Российский адвокат Марина Дубровина: Генпрокуратура Украины ничего не сделала, чтобы защитить Карпюка и Клыха
Приговор по делу Карпюка и Клыха могут огласить в начале февраля.
В отличие от громкого дела Савченко или дела Сенцова и Кольченко, которые на слуху, об украинцах Станиславе Клыхе и Николае Карпюке долгое время в Украине ничего не было слышно. Их обвиняют в участии на стороне Шамиля Басаева в чеченской войне в середине 90-х годов.
Было известно лишь, что украинцев задержали в России летом 2014 года, но где они находятся, российские власти долго не сообщали. Все это время задержанных перевозили из одного СИЗО в другое на территории Северного Кавказа, пытали, выбивали показания. Украинские дипломаты неоднократно пытались достучаться до задержанных, но всякий раз получали отказ от российской стороны, рассказывал в интервью «Главкому» генконсул Украины в Ростове-на-Дону Виталий Москаленко.
В начале сентября в деле появилась громкая составляющая. Клых и Карпюк дали признательные показания на премьер-министра Украины Арсения Яценюка о том, что якобы он вместе с ними тоже воевал в Чечне против России. Несмотря на то, что позже обвиняемые от своих показаний отказались, мотивируя это тем, что оклеветали премьера под пытками, обвинения в адрес действующего главы правительства Украины никто в России не снимал.
Николай Карпюк на момент задержания являлся членом УНА-УНСО, представители которой принимали участие в войне в Чечне. Хотя сам Николай, как утверждает его защита, никогда в Чечне не был, соответственно, в вооруженном конфликте не мог участвовать. В свою очередь Станислав Клых в середине 90-х учился в университете имени Тараса Шевченко, что может свидетельствовать о непричастности к преступлениям.
Однако сегодня, чтобы доказать невиновность ребят необходимо содействие украинской стороны. Об этом неделю назад по приезду в Киев заявили адвокаты Клыха и Карпюка Марина Дубровина и Докка Ицлаев. Спустя неделю после возвращения правозащитников в Россию «Главком» связался с Мариной Дубровиной, которая защищает Станислава Клыха с июня 2015 года. В интервью она рассказала, что Карпюк и Клых искренне не понимают, почему Украина до сих пор не собрала доказательства их невиновности. Адвокат также объяснила, почему доказать факты применение против обвиняемых пыток, будет весьма сложно, и поделилась прогнозами, когда может прозвучать обвинительный приговор.

Данные для привязки объектов по описанию на естественном языке:
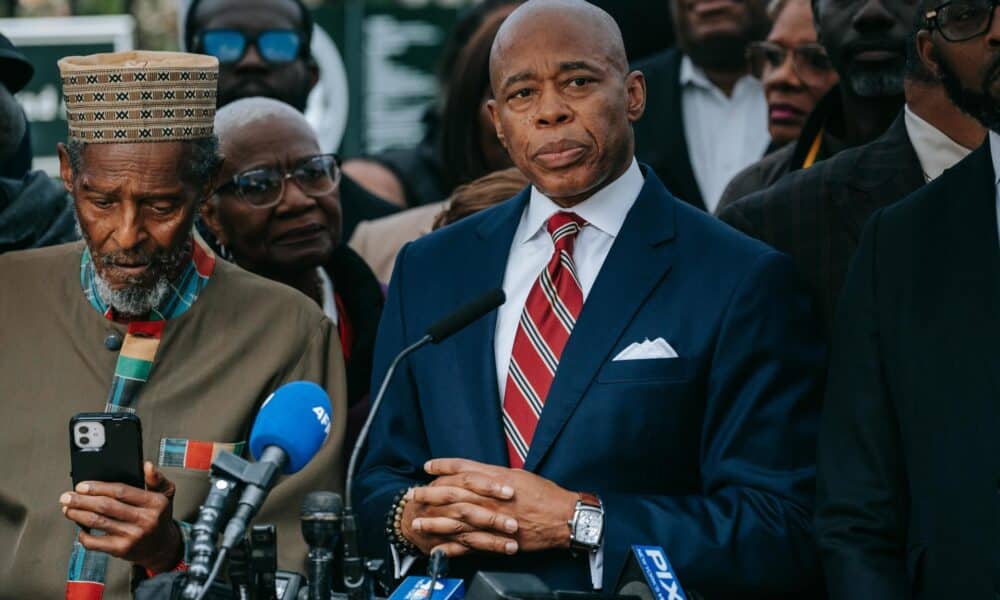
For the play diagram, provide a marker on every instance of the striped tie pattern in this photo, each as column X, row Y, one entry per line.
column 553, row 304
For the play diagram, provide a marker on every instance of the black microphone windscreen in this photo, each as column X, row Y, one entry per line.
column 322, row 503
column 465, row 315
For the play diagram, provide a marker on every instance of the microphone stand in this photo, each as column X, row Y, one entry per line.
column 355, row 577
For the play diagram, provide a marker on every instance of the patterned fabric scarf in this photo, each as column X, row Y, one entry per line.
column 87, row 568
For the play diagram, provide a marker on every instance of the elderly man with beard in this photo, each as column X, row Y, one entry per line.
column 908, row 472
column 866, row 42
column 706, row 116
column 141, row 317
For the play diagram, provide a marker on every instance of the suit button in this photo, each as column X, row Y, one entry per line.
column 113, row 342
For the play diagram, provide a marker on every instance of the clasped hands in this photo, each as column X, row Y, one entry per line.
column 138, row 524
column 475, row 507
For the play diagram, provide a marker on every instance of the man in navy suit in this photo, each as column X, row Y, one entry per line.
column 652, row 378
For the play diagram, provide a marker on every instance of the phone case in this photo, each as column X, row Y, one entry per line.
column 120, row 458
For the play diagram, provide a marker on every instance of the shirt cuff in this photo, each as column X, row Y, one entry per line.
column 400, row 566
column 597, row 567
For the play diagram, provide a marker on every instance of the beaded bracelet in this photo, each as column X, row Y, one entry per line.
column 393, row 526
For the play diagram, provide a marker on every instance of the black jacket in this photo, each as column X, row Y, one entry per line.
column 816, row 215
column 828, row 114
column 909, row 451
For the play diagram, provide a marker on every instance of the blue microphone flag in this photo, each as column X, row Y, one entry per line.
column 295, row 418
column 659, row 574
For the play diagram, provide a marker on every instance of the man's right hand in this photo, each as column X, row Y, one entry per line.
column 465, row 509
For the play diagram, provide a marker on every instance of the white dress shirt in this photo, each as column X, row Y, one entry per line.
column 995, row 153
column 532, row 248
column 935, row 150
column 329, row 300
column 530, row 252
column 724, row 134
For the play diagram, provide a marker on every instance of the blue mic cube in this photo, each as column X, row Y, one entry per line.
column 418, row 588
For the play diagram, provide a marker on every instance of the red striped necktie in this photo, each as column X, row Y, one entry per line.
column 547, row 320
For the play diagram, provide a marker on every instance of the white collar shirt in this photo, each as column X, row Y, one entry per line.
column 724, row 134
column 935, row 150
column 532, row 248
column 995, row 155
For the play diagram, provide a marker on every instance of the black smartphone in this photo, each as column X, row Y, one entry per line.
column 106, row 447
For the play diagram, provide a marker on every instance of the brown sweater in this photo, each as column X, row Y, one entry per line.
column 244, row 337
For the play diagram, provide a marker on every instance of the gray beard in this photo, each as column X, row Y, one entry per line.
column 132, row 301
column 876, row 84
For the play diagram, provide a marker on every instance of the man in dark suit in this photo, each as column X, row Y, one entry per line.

==

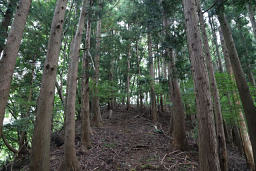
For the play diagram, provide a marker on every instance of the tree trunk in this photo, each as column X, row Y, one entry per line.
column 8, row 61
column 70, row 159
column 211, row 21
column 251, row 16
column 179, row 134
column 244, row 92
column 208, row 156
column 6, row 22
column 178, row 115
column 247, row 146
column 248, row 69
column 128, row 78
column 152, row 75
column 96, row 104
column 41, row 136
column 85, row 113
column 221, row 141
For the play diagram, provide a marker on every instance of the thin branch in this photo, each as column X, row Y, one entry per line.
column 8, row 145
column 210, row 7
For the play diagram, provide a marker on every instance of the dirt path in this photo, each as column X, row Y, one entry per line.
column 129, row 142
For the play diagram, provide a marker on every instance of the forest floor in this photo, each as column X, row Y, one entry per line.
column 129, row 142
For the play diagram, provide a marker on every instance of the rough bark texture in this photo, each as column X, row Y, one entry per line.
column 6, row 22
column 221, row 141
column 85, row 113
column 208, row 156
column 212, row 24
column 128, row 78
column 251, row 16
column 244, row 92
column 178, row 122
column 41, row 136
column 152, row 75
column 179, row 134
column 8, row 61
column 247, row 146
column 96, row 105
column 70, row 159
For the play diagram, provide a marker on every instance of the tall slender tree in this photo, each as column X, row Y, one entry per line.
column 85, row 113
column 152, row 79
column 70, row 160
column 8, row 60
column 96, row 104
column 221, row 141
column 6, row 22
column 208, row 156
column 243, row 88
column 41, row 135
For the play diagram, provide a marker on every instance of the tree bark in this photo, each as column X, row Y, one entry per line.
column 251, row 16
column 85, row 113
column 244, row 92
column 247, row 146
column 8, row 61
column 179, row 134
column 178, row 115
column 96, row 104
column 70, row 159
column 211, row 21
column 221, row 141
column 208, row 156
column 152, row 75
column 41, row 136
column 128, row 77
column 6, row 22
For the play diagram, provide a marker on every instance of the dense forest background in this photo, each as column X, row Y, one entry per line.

- ИЗУЧИТЕ МАТЕРИАЛ -
[A] С какого времени, согласно тексту о деле Карпюка и Клыха, Марина Дубровина защищает Станислава Клыха?
[B] Перепишите из текста о деле Карпюка и Клыха фрагмент начиная со слов «В отличие от» и заканчивая словами «Ростове-на-Дону Виталий Москаленко.» включительно.
[C] Продолжите текст о деле Карпюка и Клыха, начав сразу после его последнего предложения.

- ОТВЕТЫ НИЖЕ -
[A] С июня 2015 года.

[B]
В отличие от громкого дела Савченко или дела Сенцова и Кольченко, которые на слуху, об украинцах Станиславе Клыхе и Николае Карпюке долгое время в Украине ничего не было слышно. Их обвиняют в участии на стороне Шамиля Басаева в чеченской войне в середине 90-х годов.
Было известно лишь, что украинцев задержали в России летом 2014 года, но где они находятся, российские власти долго не сообщали. Все это время задержанных перевозили из одного СИЗО в другое на территории Северного Кавказа, пытали, выбивали показания. Украинские дипломаты неоднократно пытались достучаться до задержанных, но всякий раз получали отказ от российской стороны, рассказывал в интервью «Главкому» генконсул Украины в Ростове-на-Дону Виталий Москаленко.

[C]
Дело против украинцев рассматривается в Верховном суде Чеченской Республики. Уже состоялось несколько судебных заседаний, на одном из которых суд определил оставить подсудимых Карпюка и Клыха под стражей до 27 февраля 2016 года. До этого времени будет проводиться опрос свидетелей.
17 ноября суд должен был вынести решение по ходатайству о проведении судебно-медицинской экспертизы, которая могла виявить следы пыток, с помощью которых выбивались показания у Карпюка и Клыха. Есть ли уже решение суда?
Наше ходатайство было удовлетворено, экспертиза была назначена. Сложно сказать, сколько времени ее будут проводить. Это связано с занятостью специалистов. Пока я не готова сказать, но очень надеюсь, что до середины декабря эту экспертизу проведут.
В каких условиях содержатся Станислав Клых и Николай Карпюк, есть ли у них замечания и жалобы?
В настоящее время условия содержания и Станислава и Николая хорошие. Действительно, они содержатся в новом и чистеньком изоляторе (СИЗО), который построен в Грозном. Их относительно прилично кормят, во всяком случае, на еду никто не жаловался. Единственно, что скажу, сначала у них были более вольготные условия: в камерах были телевизоры. Но потом все изменилось. Сначала телевизор исчез из камеры Станислава, потом из камеры Николая.
Почему?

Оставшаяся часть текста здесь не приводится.